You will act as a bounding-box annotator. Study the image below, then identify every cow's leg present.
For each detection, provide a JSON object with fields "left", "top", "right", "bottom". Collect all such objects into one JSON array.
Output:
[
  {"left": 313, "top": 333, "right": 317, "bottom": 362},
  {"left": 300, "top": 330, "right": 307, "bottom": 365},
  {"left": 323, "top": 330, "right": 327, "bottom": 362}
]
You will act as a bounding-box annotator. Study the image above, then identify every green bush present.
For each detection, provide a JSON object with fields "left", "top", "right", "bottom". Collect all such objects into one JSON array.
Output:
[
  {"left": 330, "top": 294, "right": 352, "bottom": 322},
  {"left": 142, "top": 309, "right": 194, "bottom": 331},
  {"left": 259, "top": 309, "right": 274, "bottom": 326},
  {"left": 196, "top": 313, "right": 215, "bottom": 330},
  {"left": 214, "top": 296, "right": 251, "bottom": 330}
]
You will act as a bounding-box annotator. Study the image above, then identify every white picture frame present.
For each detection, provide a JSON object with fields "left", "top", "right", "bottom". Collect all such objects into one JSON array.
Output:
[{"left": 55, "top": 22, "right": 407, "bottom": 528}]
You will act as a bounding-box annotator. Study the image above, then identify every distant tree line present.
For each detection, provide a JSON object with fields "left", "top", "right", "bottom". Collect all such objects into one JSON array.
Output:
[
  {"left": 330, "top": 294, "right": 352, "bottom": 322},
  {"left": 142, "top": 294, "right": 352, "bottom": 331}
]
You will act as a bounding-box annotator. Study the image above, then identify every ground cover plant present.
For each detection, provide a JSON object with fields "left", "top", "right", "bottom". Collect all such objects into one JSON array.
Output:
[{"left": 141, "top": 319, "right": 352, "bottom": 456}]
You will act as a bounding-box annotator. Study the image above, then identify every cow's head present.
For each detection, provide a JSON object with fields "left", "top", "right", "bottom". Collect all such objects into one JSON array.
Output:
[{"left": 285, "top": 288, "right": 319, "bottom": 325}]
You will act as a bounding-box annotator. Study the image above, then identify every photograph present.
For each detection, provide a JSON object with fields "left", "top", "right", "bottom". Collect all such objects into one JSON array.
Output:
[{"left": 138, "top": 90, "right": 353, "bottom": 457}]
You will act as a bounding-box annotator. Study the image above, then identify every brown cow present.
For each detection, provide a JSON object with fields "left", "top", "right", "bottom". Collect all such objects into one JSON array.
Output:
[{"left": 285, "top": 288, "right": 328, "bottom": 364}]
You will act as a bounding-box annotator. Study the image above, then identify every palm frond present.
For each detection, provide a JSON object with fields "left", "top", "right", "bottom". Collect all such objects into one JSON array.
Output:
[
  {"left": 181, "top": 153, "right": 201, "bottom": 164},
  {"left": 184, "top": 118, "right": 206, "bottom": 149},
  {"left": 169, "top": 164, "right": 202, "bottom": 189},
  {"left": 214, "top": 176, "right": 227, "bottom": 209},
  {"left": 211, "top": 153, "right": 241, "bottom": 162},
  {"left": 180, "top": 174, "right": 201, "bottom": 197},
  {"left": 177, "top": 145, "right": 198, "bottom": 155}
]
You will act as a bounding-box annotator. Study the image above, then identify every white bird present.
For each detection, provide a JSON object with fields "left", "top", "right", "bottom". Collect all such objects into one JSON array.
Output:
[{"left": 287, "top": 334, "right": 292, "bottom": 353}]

» **PROBLEM REQUIREMENTS**: Scale everything from the line containing "brown cow present." down to the end of the material: reproduce each of those lines in full with the wording unchanged, multiplying only the box coordinates in the answers by 2.3. Round each result to the nearest whole number, rounding halves up.

» **WRITTEN ANSWER**:
You will act as a bounding-box annotator. Study the image above, then identify every brown cow present.
For each detection, provide a JSON object with fields "left", "top", "right", "bottom". Collect all such objects into one JSON array.
Output:
[{"left": 656, "top": 662, "right": 754, "bottom": 837}]
You will act as a bounding-box annotator. Study the image above, then identify every palm frond present.
For each detection, provide a JSON object with fields "left", "top", "right", "bottom". Collect all such objects into one JSON array.
Output:
[
  {"left": 416, "top": 352, "right": 462, "bottom": 377},
  {"left": 423, "top": 271, "right": 474, "bottom": 343},
  {"left": 389, "top": 377, "right": 465, "bottom": 435},
  {"left": 492, "top": 405, "right": 522, "bottom": 481},
  {"left": 485, "top": 352, "right": 554, "bottom": 373},
  {"left": 414, "top": 400, "right": 462, "bottom": 453},
  {"left": 407, "top": 334, "right": 455, "bottom": 357}
]
You will act as a bounding-box annotator. Study the image above, then identify every white bird present.
For each detection, provide a JSON object with fields "left", "top", "right", "bottom". Collect all such objects into one JSON array.
Output:
[{"left": 660, "top": 768, "right": 672, "bottom": 812}]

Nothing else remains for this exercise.